PAGE ->
===============

Appeal from the United States District Court for the Southern District of California Marilyn L. Huff, District Judge, Presiding D.C. No. 3:09-CR-00083-H-1
The opinion of the court was delivered by: Reinhardt, Circuit Judge:
Argued and Submitted August 5, 2010-Pasadena, California
Before: Alex Kozinski, Chief Judge, Stephen Reinhardt and Kim McLane Wardlaw, Circuit Judges.
Opinion by Judge Reinhardt;
Partial Concurrence and Partial Dissent by Judge Wardlaw
The election of our first black President produced a campaign with vitriolic personal attacks and, ultimately, sentiments of national pride and good will. The latter was short-lived on the part of some, politicians and non-politicians alike, and the vitriol continued as President Obama's term of office commenced. To those familiar with American political history, none of this should have come as a surprise. Although
Justice Scalia writes that "[o]bservers of the past few national elections have expressed concern about the increase of character assassination . . . engaged in by political candidates and their supporters,"*fn1 mudslinging has long been a staple of U.S. presidential elections. Justice Scalia, though analyzing a current issue, uncharacteristically overlooked the experience of our Founding Fathers. In the country's first contested presidential election of 1800, supporters of Thomas Jefferson claimed that incumbent John Adams wanted to marry off his son to the daughter of King George III to create an American dynasty under British rule; Adams supporters called Jefferson "a mean-spirited, low-lived fellow, the son of a half-breed Indian squaw, sired by a Virginia mulatto father."*fn2 Abraham Lincoln was derided as an ape, ghoul, lunatic, and savage,*fn3 while Andrew Jackson was accused of adultery and murder,*fn4 and opponents of Grover Cleveland chanted slogans that he had fathered a child out-of-wedlock.*fn5 Still, the 2008 presidential election was unique in the combination of racial, religious, and ethnic bias that contributed to the extreme enmity expressed at various points during the campaign.*fn6 Much of this bias was misinformed because although the presidential candidate was indeed black, he was neither, as some insisted, Muslim nor foreign born.*fn7
Here, we review a district court's conviction under 18 U.S.C. § 879(a)(3), which makes it a felony to threaten to kill or do bodily harm to a major presidential candidate. The defendant Walter Bagdasarian, an especially unpleasant fellow, was found guilty on two counts of making the following statements on an online message board two weeks before the presidential election: (1) "Re: Obama fk the niggar, he will have a 50 cal in the head soon" and (2) "shoot the nig."*fn8
These statements are particularly repugnant because they directly encourage violence.*fn9 We nevertheless hold that neither of them constitutes an offense within the meaning of the threat statute under which Bagdasarian was convicted.

===============

ENTRIES SHOWN ->
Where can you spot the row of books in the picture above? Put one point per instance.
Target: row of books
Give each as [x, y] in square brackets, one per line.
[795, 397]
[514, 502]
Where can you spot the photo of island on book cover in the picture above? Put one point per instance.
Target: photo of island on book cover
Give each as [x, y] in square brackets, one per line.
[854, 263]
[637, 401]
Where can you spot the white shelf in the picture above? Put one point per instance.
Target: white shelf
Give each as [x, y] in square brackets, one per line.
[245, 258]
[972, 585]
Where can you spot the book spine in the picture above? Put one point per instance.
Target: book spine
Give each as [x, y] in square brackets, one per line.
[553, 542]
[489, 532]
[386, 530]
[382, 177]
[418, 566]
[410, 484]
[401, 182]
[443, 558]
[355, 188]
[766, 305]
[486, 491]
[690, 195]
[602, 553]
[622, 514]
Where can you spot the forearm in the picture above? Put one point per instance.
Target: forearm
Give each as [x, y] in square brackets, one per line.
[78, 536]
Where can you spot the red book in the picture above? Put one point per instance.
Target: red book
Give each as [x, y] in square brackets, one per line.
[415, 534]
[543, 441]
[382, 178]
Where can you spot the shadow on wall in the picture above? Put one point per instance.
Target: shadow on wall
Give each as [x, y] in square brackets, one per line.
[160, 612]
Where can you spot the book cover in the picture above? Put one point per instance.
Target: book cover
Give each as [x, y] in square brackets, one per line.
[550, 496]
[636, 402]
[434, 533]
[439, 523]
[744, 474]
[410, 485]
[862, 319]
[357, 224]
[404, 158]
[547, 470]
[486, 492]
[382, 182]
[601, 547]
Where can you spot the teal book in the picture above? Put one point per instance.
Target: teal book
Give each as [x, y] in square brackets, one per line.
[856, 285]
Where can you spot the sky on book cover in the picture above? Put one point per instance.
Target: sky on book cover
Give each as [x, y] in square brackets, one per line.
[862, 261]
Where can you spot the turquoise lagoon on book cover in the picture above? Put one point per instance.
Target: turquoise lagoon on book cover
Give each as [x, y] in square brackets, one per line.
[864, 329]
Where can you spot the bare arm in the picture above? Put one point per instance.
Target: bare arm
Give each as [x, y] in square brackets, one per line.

===============

TASKS TO PERFORM ->
1. In the court opinion, which judge wrote the partial concurrence and partial dissent?
2. Print everything in the court opinion from "Appeal from the" down to "Wardlaw, Circuit Judges.".

ANSWERS TO THE TASKS ->
1. Judge Wardlaw

2.
Appeal from the United States District Court for the Southern District of California Marilyn L. Huff, District Judge, Presiding D.C. No. 3:09-CR-00083-H-1
The opinion of the court was delivered by: Reinhardt, Circuit Judge:
Argued and Submitted August 5, 2010-Pasadena, California
Before: Alex Kozinski, Chief Judge, Stephen Reinhardt and Kim McLane Wardlaw, Circuit Judges.